***** 元の抜粋 *****
粉挽き(読み)コナヒキ

デジタル大辞泉 「粉挽き」の意味・読み・例文・類語

こな‐ひき【粉×挽き】

豆・麦などの穀類をひいて粉にすること。また、その仕事をする人。

出典 小学館デジタル大辞泉について 情報 | 凡例

改訂新版 世界大百科事典 「粉挽き」の意味・わかりやすい解説

粉挽き (こなひき)

ヨーロッパにおいては,古代ギリシア,ローマ時代以前から,主食はパンと大麦,小麦の粥などであったから,製粉の技術と組織は日常生活のなかで大きな位置を占めていた。すでに旧約聖書の《申命記》には〈ひきうす,またはその上石を質にとってはならない。これは命をつなぐものを質にとることだからである〉(24:6)とある。水車の技術はすでに古代から知られていたといわれるが,それが普及したのは中世に入ってからである。奴隷労働力が豊かにあった古代世界では人力を節約する必要はなく,むしろ飢えた大衆に仕事を与えなければならなかったから,水車の発明も実用化の社会的需要をもっていなかったのである。中世に入ってからも水車の設置には多くの費用がかかったから,主として領主によって設置され,まず大荘園領や修道院領につくられた。一般の農民は自家消費用の穀物手回しの回転碾臼(ひきうす)でひいていたのである。
*****
- [取り組む課題 1] 粉挽きの文章によると、中世に水車を設置したのは主にだれですか。
- [取り組む課題 2] 粉挽きの文章から、「豆・麦などの穀類をひいて粉にすること。また、その仕事をする人。」から「うす)でひいていたのである。」までの部分を一字も変えずに抜き出してください。
ここから先は、上の粉挽きの文章だけを頼りにしてください。
***** 並んだ記録 *****
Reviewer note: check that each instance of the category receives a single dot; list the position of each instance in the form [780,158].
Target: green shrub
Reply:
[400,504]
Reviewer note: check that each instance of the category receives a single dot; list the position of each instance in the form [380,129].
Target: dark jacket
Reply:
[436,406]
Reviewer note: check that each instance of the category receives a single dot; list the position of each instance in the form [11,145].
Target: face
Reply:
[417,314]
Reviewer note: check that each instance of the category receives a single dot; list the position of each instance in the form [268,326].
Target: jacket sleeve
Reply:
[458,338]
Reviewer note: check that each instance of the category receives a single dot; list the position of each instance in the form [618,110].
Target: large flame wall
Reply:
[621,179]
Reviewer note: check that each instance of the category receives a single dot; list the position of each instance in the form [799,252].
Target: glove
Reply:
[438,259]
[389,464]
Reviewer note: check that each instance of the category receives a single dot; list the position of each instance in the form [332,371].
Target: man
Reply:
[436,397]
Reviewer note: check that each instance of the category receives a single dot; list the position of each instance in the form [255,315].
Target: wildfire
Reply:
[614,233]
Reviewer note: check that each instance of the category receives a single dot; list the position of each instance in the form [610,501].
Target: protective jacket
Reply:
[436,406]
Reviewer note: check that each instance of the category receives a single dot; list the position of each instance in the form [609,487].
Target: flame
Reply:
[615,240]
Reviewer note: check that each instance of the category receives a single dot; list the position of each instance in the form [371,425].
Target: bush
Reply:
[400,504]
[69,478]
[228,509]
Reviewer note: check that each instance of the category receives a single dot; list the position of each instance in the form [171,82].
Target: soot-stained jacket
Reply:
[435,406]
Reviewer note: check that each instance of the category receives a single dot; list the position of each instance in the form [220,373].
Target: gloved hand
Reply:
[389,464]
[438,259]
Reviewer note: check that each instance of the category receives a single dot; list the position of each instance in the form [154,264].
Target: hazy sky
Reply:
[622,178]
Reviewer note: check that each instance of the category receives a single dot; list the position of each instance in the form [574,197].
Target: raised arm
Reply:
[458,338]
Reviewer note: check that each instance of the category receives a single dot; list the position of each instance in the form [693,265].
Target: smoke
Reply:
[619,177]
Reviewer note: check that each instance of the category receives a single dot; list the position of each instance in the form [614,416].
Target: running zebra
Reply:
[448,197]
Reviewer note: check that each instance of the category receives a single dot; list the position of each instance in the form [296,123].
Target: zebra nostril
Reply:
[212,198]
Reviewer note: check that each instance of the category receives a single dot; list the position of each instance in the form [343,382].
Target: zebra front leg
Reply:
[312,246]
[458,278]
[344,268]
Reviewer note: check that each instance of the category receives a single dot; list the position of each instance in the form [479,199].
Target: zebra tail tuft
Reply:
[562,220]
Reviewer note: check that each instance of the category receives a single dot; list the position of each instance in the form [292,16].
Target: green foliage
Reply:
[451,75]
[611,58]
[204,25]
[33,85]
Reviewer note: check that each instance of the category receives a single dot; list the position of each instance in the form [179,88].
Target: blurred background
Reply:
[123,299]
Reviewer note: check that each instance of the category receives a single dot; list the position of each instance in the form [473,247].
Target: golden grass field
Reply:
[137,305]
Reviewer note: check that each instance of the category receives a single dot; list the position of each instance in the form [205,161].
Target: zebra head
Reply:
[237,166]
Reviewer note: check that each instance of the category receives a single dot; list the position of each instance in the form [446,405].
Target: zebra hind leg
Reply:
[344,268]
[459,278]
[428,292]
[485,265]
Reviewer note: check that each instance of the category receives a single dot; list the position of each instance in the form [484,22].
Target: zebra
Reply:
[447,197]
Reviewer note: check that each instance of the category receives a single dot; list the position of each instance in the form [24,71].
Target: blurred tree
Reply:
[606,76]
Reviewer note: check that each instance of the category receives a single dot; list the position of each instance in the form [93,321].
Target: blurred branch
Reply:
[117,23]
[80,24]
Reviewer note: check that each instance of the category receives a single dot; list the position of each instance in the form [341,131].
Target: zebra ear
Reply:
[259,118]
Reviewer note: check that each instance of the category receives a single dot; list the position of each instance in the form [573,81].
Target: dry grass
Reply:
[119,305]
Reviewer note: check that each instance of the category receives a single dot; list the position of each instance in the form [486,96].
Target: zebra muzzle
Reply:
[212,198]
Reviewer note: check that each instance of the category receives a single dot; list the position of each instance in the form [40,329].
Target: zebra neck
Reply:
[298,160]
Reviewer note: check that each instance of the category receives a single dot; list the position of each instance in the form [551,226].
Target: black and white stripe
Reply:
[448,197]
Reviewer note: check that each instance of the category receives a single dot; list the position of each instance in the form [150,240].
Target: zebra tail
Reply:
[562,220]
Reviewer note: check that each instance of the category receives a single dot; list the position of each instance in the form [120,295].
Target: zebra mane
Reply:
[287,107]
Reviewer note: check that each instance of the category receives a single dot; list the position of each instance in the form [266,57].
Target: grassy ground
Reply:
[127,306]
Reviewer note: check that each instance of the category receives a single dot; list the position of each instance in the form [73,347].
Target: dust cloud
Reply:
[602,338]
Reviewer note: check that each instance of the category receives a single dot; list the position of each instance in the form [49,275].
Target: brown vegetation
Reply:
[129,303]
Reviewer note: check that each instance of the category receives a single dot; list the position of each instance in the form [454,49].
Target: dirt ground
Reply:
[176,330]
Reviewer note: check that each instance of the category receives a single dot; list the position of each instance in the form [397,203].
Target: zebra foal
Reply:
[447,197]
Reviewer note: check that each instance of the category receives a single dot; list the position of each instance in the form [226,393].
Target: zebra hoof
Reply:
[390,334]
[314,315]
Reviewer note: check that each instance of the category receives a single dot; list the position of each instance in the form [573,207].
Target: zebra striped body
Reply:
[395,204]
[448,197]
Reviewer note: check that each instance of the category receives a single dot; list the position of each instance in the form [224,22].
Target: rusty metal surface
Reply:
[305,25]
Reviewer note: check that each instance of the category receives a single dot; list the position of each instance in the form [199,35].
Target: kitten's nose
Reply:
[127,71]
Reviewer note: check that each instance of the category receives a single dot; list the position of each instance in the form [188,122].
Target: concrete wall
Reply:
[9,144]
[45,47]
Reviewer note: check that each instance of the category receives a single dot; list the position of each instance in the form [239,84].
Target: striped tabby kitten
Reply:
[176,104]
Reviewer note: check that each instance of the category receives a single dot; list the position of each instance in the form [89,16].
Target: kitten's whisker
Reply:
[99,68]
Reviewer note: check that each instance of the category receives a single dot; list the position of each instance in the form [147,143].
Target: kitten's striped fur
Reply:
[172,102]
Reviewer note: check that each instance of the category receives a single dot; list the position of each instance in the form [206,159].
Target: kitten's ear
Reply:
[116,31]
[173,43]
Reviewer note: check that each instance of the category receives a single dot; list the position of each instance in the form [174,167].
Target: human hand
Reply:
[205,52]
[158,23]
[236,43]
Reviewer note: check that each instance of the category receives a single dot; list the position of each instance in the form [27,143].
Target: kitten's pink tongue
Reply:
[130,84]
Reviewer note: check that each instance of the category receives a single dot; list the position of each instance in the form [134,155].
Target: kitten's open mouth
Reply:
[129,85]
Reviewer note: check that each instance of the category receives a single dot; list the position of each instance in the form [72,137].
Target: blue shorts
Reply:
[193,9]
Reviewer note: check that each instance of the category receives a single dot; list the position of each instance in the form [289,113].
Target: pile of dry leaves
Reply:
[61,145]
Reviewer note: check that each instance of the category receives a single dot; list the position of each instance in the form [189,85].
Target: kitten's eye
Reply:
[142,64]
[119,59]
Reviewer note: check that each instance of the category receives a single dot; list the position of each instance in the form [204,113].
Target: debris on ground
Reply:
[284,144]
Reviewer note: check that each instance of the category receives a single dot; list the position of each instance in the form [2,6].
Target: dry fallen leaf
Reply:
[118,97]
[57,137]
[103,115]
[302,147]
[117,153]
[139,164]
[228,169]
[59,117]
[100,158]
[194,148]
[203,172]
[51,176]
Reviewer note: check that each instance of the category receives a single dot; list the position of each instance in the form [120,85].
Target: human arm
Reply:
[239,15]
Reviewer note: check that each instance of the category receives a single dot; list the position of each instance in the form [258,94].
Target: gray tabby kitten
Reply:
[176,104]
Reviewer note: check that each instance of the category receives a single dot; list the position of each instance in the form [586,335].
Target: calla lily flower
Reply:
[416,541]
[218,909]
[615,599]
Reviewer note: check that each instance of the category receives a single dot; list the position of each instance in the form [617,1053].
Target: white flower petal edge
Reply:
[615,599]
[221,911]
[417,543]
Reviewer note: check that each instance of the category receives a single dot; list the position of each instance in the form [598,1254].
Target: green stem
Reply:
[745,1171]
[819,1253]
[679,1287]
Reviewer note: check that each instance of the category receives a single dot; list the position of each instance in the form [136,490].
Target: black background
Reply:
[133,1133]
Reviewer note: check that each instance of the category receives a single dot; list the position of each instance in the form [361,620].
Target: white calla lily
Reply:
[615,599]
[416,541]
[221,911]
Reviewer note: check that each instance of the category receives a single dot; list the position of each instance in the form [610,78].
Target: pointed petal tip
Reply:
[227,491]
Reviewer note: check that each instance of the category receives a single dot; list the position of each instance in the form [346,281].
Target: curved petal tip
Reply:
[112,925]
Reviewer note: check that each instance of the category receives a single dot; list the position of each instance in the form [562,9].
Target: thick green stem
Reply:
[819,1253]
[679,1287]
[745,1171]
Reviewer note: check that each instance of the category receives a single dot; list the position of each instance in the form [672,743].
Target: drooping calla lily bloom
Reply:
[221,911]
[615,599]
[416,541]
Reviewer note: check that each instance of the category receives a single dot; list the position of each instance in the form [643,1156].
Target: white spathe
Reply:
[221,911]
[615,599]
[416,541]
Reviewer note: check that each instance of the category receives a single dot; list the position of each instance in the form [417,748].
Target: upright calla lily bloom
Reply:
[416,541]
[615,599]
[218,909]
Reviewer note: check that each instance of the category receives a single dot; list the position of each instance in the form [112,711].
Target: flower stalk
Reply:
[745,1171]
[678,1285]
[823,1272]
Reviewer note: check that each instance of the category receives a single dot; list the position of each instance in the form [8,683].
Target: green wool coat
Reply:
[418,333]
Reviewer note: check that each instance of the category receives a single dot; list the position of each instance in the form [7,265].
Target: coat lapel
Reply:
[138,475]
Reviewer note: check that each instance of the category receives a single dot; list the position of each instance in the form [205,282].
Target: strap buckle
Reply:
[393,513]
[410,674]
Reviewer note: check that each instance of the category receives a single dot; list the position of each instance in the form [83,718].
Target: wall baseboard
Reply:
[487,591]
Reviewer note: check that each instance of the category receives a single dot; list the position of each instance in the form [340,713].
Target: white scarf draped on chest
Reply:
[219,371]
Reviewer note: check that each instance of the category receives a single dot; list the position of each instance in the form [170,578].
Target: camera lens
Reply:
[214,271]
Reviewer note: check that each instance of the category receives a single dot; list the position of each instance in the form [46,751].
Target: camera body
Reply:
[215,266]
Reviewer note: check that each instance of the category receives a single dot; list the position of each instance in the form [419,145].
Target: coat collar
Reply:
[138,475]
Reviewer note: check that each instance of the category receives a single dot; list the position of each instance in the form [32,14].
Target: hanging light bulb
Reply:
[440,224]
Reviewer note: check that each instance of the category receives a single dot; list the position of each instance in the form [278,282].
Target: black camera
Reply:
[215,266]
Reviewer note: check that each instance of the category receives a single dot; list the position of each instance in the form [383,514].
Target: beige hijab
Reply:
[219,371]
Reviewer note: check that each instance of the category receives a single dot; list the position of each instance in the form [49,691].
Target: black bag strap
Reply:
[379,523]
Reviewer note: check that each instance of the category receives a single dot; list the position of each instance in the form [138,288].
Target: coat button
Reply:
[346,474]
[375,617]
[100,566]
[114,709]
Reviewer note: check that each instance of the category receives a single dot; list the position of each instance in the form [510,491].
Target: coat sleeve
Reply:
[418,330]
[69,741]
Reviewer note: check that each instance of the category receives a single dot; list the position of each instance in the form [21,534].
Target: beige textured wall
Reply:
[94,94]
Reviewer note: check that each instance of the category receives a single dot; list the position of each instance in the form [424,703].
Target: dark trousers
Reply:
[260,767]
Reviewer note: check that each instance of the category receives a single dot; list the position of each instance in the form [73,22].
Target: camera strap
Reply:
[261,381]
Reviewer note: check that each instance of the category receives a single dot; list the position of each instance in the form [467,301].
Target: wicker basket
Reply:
*****
- [完成した答え 1] 主に領主です。

- [完成した答え 2]
豆・麦などの穀類をひいて粉にすること。また、その仕事をする人。

出典 小学館デジタル大辞泉について 情報 | 凡例

改訂新版 世界大百科事典 「粉挽き」の意味・わかりやすい解説

粉挽き (こなひき)

ヨーロッパにおいては,古代ギリシア,ローマ時代以前から,主食はパンと大麦,小麦の粥などであったから,製粉の技術と組織は日常生活のなかで大きな位置を占めていた。すでに旧約聖書の《申命記》には〈ひきうす,またはその上石を質にとってはならない。これは命をつなぐものを質にとることだからである〉(24:6)とある。水車の技術はすでに古代から知られていたといわれるが,それが普及したのは中世に入ってからである。奴隷労働力が豊かにあった古代世界では人力を節約する必要はなく,むしろ飢えた大衆に仕事を与えなければならなかったから,水車の発明も実用化の社会的需要をもっていなかったのである。中世に入ってからも水車の設置には多くの費用がかかったから,主として領主によって設置され,まず大荘園領や修道院領につくられた。一般の農民は自家消費用の穀物手回しの回転碾臼(ひきうす)でひいていたのである。